MATERIAL SHOWN
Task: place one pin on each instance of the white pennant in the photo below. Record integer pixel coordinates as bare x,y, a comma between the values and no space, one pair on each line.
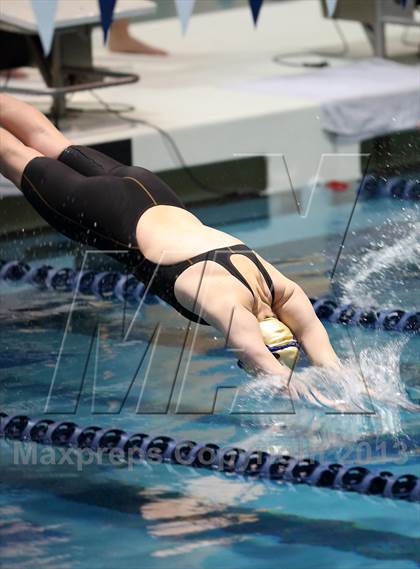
185,9
331,6
45,11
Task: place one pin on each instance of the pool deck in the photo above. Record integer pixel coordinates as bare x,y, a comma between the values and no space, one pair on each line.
197,94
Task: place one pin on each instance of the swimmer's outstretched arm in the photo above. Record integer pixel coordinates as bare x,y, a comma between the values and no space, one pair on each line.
295,310
31,127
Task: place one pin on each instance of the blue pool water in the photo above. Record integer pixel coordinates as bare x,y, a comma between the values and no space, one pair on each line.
153,516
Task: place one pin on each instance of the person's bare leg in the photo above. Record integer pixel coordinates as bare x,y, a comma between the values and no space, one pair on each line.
31,127
120,40
14,156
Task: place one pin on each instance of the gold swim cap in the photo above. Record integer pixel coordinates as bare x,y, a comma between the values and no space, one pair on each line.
279,340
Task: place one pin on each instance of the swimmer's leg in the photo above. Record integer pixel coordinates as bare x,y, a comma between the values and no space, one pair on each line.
14,157
31,127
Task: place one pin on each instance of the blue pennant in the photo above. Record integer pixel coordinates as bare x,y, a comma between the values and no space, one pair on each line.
255,9
107,10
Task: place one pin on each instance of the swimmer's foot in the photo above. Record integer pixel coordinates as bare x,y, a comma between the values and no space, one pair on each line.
121,41
129,44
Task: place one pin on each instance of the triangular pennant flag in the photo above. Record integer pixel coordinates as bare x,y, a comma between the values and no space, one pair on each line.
331,6
255,9
185,9
45,11
107,10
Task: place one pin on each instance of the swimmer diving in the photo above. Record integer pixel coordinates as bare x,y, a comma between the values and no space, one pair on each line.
207,275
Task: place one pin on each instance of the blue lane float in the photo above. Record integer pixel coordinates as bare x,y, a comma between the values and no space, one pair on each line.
229,460
111,285
391,319
107,285
396,187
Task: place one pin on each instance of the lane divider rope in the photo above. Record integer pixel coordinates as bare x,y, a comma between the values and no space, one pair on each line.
112,285
230,460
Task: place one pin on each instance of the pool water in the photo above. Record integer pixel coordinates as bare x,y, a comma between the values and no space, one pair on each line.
102,515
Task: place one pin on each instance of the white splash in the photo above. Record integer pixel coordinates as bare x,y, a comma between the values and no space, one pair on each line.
370,271
324,408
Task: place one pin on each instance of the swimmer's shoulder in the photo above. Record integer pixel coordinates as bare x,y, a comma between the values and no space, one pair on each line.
283,286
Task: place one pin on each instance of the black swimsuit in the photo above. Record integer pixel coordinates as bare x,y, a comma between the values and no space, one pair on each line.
95,200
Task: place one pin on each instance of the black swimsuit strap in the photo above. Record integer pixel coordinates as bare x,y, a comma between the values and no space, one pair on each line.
222,256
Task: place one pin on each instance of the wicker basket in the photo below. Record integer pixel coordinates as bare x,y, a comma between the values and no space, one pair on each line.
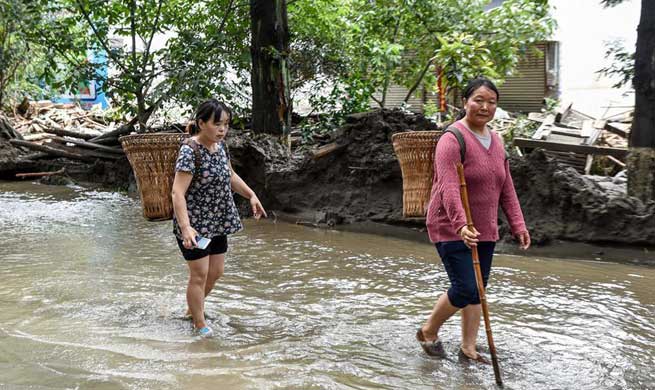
415,152
153,156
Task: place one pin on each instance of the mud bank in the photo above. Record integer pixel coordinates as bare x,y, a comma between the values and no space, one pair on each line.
114,175
358,186
361,183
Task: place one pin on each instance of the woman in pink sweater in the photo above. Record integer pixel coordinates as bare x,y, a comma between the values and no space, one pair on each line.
489,185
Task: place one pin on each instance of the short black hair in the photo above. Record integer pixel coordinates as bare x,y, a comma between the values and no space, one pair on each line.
478,82
207,110
473,86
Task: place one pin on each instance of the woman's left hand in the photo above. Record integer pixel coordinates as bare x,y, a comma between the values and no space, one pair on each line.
524,240
257,208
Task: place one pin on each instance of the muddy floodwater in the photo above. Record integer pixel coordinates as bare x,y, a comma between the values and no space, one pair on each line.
92,296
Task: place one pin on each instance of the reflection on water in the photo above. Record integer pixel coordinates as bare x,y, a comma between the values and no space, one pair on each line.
92,297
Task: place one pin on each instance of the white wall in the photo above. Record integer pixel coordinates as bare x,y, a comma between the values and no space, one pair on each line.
583,27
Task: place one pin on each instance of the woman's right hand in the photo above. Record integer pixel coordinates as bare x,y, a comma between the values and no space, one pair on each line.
469,235
189,237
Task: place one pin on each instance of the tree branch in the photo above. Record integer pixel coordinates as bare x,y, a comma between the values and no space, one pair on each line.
418,82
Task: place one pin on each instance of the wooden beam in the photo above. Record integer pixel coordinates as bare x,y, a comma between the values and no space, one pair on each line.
615,130
327,149
51,150
562,147
88,145
36,174
84,152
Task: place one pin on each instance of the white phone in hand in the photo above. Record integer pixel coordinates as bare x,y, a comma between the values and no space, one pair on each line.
202,242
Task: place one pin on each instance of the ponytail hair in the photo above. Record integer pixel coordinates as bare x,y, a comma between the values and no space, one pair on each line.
208,110
191,128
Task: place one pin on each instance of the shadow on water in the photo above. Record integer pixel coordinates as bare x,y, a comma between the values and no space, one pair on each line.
92,296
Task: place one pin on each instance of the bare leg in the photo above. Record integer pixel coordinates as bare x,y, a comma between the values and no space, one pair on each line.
442,311
195,293
470,327
216,268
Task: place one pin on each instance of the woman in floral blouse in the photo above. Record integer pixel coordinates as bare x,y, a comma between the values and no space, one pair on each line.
204,206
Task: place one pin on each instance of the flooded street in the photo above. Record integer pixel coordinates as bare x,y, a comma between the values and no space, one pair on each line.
92,296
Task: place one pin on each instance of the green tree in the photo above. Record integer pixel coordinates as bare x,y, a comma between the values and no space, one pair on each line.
271,102
641,161
39,49
364,46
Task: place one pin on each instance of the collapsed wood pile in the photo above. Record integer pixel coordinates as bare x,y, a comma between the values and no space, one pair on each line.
579,140
65,130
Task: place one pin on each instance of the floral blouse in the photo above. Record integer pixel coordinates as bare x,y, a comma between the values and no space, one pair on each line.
209,199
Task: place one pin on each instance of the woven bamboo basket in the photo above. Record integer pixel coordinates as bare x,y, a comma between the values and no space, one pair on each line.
152,157
415,152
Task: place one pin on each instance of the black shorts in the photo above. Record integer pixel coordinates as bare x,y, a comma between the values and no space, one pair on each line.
217,246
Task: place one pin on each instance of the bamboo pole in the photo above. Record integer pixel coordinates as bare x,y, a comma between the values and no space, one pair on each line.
478,276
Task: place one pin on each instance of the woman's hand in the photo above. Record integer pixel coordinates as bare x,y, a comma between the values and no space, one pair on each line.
257,208
469,235
189,237
524,240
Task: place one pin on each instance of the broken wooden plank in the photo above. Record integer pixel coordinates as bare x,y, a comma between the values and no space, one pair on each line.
88,145
543,130
563,147
327,149
52,151
37,174
562,110
57,144
57,130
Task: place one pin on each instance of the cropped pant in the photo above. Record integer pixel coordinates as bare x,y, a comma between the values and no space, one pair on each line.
458,261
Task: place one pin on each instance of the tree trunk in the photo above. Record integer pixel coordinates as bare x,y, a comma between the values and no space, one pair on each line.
271,103
641,163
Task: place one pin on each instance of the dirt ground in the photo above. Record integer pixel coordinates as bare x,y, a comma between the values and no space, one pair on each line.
361,182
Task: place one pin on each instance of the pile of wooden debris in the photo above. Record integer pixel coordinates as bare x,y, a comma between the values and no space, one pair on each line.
66,130
579,140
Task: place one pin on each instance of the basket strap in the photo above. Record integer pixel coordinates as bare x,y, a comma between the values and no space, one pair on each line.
460,139
193,144
462,145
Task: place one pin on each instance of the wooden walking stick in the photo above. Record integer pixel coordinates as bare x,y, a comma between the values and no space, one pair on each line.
478,275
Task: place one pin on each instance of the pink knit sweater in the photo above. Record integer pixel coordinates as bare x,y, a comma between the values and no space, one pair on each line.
489,184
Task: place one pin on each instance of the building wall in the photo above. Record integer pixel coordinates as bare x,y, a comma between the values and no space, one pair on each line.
583,28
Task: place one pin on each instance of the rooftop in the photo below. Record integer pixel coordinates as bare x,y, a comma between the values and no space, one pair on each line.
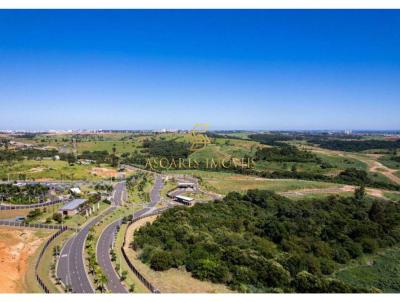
72,205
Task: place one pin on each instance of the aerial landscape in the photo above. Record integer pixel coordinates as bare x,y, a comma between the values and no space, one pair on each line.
142,152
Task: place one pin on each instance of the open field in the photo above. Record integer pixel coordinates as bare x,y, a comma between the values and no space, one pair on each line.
120,146
18,252
48,169
223,183
172,280
381,271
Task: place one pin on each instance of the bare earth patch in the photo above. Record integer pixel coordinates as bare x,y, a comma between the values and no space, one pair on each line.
16,248
172,280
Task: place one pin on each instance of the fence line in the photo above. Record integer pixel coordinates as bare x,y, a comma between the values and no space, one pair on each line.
30,206
143,279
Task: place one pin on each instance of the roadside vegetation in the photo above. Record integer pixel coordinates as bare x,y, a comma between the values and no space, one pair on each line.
263,242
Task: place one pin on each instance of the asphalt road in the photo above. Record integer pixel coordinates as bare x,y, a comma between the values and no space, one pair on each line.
71,267
107,237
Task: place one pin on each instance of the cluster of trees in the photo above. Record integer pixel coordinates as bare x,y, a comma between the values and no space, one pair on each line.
137,184
286,154
22,194
355,145
100,278
263,242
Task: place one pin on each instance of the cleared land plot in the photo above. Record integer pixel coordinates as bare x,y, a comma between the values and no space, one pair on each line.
18,251
172,280
48,169
224,183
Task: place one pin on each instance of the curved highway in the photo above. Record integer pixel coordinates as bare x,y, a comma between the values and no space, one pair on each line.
71,266
107,237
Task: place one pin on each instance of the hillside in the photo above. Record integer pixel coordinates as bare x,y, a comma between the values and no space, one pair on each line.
262,242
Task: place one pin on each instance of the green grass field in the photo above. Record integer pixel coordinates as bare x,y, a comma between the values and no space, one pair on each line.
47,169
381,271
385,160
224,183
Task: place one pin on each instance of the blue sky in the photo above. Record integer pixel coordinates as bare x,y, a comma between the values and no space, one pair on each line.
238,69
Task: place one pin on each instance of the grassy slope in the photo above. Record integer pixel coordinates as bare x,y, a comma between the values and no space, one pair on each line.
47,169
224,183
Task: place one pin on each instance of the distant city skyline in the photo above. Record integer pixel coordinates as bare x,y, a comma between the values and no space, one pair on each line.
248,70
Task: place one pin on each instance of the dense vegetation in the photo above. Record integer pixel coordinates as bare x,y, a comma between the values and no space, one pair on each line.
22,194
261,241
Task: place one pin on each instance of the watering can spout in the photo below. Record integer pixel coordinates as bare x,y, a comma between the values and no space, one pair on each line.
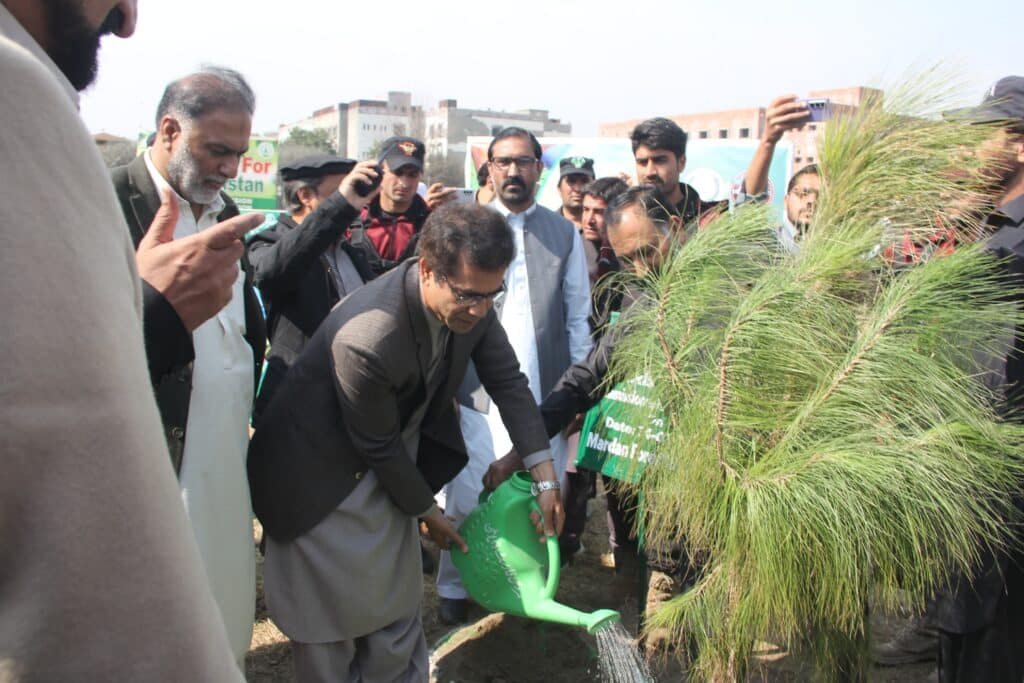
508,569
549,610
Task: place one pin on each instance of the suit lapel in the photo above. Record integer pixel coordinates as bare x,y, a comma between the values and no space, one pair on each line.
142,197
417,317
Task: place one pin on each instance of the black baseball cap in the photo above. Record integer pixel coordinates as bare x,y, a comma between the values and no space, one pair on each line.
315,166
576,166
398,152
1004,102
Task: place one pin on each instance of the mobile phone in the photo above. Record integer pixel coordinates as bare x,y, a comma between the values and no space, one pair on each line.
363,187
819,109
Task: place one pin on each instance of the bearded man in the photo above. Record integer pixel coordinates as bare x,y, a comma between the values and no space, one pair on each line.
203,364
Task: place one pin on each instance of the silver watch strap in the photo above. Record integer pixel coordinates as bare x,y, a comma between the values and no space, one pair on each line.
539,487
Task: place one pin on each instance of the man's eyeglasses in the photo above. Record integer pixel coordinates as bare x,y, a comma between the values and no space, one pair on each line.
805,193
504,163
467,297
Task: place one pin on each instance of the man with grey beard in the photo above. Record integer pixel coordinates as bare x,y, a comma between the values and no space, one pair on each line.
100,579
205,349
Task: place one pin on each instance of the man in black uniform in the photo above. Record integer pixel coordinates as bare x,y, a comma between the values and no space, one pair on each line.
981,620
302,264
659,153
574,173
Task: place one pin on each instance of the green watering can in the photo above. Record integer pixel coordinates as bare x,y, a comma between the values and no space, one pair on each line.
507,569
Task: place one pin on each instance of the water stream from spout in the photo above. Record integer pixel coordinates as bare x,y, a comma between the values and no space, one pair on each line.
620,659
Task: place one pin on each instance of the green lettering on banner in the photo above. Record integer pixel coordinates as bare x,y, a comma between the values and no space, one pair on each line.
619,437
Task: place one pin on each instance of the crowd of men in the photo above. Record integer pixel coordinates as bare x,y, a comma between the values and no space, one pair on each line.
421,348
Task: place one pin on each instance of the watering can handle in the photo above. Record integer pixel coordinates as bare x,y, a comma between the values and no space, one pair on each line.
554,558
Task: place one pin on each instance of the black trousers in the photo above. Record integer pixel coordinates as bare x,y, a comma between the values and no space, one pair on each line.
994,653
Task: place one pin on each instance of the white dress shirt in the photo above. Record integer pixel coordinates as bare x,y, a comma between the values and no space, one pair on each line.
213,480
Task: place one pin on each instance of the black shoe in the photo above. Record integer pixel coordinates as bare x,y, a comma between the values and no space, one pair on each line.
452,611
428,559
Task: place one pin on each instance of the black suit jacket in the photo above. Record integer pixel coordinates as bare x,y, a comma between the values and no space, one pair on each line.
297,282
344,402
168,345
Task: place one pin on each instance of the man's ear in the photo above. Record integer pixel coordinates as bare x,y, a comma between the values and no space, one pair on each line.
306,196
425,270
168,131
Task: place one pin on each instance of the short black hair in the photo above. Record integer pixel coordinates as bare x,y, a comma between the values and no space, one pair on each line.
208,89
605,188
809,169
651,201
515,131
475,233
290,191
659,133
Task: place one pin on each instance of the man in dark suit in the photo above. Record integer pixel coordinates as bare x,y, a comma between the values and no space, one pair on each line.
302,264
204,347
360,434
980,619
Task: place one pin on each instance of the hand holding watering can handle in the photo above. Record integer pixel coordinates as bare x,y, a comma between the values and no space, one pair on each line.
554,557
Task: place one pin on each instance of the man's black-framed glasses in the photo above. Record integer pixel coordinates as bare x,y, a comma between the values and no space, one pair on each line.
505,163
468,297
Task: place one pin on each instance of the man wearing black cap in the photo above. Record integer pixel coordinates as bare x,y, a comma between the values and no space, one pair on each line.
303,264
574,173
981,620
387,229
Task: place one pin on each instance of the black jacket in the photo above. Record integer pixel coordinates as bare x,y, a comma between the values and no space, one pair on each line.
580,388
297,282
342,408
972,602
169,348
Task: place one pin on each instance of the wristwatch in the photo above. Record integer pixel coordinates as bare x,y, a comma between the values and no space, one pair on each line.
539,487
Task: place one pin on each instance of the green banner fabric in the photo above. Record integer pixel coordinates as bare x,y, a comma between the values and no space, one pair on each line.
619,434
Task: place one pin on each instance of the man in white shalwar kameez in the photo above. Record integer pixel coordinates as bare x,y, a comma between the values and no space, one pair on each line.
544,313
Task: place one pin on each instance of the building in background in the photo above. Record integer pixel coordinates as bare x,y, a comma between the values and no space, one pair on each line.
355,129
750,123
448,127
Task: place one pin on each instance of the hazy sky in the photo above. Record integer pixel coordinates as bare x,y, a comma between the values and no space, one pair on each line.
586,61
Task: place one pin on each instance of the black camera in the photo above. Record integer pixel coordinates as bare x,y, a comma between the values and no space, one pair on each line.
363,187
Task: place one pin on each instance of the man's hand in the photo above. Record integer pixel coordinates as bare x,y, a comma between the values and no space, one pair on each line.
367,172
196,273
502,469
437,195
442,531
574,426
785,113
550,502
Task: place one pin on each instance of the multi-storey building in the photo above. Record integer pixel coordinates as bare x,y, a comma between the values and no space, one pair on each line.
357,128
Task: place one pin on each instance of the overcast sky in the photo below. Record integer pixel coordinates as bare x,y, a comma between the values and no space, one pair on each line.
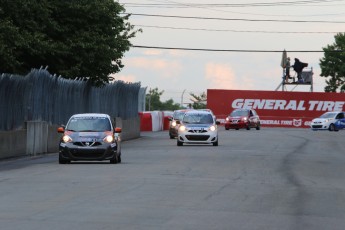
221,29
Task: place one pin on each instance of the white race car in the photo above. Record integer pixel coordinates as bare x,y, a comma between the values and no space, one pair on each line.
198,127
327,121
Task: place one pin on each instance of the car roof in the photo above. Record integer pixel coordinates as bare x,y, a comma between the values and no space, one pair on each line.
91,115
198,112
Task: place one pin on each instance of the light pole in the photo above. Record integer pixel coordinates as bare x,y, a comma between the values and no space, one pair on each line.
182,98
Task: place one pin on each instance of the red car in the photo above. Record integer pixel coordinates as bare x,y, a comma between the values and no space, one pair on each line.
242,118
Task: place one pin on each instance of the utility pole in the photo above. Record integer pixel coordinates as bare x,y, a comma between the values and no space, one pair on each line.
182,98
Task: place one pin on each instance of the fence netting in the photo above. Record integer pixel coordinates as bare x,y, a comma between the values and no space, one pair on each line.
40,96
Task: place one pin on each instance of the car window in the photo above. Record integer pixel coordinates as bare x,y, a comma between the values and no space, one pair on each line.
239,113
197,118
340,116
328,115
178,115
90,124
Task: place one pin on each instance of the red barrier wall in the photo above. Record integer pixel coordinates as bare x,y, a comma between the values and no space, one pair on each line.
145,121
276,108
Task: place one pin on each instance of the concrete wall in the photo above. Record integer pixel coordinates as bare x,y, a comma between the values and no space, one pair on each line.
39,138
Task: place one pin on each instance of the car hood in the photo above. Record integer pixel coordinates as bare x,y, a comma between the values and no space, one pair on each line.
87,135
322,119
237,117
197,126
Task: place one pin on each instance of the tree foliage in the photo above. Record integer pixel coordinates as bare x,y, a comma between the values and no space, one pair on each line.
199,101
84,39
153,101
333,64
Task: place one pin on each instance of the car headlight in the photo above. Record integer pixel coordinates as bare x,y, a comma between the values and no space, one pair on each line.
66,139
109,139
212,128
182,128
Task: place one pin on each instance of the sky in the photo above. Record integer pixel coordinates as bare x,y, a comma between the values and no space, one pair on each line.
226,44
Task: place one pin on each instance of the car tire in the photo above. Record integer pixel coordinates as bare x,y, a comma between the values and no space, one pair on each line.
62,161
331,127
115,160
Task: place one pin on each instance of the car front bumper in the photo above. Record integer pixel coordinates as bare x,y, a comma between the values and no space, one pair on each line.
236,125
198,138
69,151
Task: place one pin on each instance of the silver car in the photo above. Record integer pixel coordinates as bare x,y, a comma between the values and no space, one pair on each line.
198,127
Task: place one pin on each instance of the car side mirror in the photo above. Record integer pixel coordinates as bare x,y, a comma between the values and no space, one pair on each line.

REQUIREMENT
Output the lines from the line containing "Task: place one pin on each instance of the car front" to the end, both included; add nothing.

FULL RESPONSE
Task: place one pin on each instance of the car front bumper in the photo above. Record integer pixel coordinates as bare x,y, a comma between the values and no space, one pair on each line.
236,125
198,138
69,151
Task: place one pin on each instance of the silver car in the photo above. Record integer pixel coordinates as bare x,y, a comma between the values and no space, one pair on each line.
198,127
Task: place one pin on each instance of the car side mirror in the photo above. Record integer pixel coordinates as bare x,y, a comma between the values and no space, one pair on each line.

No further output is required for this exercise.